Task statement: Find the line that contains "Point on each instance of the black marker" and print it and every line after it, exactly, please.

:: Dataset records

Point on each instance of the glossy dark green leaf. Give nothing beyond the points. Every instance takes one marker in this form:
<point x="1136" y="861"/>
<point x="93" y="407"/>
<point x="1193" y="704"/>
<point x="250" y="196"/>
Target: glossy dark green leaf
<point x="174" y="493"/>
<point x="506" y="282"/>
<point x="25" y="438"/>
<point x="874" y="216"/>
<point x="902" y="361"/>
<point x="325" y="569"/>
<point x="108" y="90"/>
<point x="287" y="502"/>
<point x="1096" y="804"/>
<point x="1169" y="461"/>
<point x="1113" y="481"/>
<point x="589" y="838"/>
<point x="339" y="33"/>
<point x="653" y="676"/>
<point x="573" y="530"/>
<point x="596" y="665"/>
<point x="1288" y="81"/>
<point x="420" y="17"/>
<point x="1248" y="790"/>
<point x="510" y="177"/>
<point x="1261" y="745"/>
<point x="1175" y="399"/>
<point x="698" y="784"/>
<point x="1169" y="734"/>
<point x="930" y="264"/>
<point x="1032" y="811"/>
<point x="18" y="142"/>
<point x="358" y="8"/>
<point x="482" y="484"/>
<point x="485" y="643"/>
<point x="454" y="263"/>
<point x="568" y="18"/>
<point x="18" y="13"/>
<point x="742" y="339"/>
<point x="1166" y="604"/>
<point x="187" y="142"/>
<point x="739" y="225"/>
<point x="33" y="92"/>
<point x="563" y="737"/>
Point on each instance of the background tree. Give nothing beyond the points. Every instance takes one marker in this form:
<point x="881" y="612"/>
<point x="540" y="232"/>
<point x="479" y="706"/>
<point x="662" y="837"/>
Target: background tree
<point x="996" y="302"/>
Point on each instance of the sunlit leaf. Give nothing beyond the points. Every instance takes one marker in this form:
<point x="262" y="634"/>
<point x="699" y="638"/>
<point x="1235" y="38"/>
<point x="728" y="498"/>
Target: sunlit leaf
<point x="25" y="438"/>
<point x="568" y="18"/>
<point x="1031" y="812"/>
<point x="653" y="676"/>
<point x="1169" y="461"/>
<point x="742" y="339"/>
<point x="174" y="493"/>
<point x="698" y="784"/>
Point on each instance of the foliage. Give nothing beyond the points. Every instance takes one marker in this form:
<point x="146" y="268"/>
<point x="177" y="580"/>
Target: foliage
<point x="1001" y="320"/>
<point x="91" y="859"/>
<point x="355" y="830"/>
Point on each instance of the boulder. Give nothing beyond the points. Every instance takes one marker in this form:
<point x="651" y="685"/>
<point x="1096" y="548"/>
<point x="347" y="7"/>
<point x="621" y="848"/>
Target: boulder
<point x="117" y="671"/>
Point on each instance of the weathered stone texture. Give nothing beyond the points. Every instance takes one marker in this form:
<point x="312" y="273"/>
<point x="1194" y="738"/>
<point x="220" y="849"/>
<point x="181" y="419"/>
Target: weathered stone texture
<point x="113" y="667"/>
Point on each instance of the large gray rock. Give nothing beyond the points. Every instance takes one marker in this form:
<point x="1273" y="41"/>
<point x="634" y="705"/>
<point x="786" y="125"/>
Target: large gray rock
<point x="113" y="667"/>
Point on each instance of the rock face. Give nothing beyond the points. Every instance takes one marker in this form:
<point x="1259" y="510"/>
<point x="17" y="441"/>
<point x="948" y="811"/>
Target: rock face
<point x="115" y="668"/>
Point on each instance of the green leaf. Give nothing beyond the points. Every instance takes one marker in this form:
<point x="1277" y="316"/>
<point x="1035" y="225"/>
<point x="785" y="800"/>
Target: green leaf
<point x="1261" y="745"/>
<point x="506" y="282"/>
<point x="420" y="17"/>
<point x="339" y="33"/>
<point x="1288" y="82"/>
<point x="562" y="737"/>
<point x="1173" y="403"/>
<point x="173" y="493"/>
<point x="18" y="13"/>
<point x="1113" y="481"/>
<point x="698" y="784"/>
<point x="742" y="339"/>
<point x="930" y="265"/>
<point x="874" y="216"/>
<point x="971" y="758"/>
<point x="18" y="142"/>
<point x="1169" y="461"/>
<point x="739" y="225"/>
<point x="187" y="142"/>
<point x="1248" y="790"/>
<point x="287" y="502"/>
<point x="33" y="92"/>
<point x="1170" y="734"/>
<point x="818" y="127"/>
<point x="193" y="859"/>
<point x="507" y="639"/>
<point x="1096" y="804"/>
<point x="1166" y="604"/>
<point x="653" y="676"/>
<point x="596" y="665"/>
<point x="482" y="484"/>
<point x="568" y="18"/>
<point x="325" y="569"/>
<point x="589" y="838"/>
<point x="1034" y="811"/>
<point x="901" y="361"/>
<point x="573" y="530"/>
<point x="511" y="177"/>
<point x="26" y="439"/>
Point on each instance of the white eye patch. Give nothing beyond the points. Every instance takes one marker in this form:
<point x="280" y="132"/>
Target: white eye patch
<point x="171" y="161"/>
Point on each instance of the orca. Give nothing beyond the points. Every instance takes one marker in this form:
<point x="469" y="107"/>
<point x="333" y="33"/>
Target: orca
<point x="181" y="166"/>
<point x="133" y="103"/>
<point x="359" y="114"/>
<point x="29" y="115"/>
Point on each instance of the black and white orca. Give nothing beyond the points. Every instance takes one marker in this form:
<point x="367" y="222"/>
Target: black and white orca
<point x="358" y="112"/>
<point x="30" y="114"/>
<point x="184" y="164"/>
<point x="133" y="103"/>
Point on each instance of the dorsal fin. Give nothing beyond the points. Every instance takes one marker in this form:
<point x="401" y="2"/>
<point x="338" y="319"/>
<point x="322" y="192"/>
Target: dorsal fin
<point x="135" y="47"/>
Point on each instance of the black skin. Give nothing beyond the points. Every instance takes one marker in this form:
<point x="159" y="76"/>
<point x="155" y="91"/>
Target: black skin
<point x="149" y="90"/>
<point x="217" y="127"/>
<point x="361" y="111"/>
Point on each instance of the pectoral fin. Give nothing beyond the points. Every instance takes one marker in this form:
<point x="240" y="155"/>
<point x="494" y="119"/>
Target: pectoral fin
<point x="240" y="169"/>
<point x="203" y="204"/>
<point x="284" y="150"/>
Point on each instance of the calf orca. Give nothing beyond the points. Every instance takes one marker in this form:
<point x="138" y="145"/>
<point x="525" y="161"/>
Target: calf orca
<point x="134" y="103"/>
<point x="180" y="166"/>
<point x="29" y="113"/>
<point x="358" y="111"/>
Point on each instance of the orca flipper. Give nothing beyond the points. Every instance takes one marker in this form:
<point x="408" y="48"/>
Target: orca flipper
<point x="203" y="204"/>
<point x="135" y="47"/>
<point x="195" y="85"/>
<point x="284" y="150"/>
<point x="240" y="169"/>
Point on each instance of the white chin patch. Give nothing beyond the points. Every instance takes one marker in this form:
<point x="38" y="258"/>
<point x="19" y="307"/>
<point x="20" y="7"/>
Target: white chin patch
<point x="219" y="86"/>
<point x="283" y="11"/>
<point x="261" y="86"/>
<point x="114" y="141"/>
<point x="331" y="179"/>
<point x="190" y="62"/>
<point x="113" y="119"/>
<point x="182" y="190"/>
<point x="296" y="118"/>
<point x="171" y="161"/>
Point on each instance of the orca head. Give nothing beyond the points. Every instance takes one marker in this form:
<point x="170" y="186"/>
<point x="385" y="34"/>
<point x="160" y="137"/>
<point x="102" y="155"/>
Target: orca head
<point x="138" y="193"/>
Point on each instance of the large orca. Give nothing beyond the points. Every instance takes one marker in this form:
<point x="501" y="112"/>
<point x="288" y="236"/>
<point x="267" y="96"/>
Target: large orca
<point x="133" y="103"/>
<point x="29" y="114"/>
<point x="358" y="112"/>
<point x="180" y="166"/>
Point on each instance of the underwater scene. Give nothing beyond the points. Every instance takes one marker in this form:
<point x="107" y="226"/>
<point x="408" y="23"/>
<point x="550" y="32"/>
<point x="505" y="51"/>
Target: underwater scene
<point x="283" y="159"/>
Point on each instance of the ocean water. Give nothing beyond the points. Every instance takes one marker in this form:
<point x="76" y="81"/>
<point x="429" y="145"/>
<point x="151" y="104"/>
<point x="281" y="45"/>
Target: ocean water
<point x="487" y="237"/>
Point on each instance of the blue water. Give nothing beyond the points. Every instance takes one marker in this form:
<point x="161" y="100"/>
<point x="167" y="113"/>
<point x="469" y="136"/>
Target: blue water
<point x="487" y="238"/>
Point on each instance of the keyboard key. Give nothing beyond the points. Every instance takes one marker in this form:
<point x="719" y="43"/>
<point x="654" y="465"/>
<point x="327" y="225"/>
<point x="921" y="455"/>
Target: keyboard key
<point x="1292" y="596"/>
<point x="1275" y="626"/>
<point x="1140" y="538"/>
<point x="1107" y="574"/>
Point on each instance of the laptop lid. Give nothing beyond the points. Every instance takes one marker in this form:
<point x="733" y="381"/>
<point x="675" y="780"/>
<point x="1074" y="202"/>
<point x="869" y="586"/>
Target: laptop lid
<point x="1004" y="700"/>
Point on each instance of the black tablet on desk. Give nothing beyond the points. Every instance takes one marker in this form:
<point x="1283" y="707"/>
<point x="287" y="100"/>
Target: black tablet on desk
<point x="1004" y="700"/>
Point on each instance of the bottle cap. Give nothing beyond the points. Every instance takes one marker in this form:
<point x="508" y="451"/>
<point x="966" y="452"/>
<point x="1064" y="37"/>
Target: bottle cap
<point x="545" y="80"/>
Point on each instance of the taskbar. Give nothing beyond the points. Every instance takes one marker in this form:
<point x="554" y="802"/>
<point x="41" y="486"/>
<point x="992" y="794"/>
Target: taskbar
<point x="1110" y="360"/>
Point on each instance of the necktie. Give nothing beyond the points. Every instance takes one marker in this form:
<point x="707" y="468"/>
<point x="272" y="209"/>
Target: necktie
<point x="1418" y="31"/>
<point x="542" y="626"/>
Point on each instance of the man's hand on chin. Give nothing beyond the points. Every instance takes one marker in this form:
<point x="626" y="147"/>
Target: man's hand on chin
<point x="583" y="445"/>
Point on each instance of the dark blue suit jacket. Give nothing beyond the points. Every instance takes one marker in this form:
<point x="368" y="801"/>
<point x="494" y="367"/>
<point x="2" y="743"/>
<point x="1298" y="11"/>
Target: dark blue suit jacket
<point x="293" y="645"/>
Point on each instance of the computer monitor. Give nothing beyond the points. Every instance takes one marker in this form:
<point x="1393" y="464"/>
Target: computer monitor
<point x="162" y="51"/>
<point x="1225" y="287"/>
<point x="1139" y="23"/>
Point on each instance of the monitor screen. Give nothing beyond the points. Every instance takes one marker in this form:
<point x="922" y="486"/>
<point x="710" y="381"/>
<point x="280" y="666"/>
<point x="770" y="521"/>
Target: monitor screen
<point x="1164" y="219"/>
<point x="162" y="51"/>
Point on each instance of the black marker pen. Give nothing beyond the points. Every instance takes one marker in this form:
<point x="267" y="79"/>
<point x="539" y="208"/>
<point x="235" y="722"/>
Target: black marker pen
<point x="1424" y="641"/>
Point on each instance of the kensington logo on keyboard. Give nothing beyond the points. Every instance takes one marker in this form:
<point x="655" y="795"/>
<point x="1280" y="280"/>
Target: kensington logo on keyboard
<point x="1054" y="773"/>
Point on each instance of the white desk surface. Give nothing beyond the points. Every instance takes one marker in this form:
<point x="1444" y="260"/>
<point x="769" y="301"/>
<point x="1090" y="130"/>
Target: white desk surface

::::

Answer below:
Point on each instance of the black marker pen. Give nothing beyond the points. Every instance takes one marker in this form:
<point x="267" y="79"/>
<point x="539" y="208"/>
<point x="235" y="722"/>
Target: black marker pen
<point x="1424" y="641"/>
Point on each instance of the kensington logo on keyboard. Give nothing beyond the points. Every instance takes one marker in this form:
<point x="655" y="795"/>
<point x="1280" y="280"/>
Target: kensington logo on keyboard
<point x="1054" y="773"/>
Point on each instance of the white desk surface. Give nothing beyond the points. Every instance takes one marker in this form:
<point x="1444" y="260"/>
<point x="769" y="301"/>
<point x="1090" y="130"/>
Target: white desk surface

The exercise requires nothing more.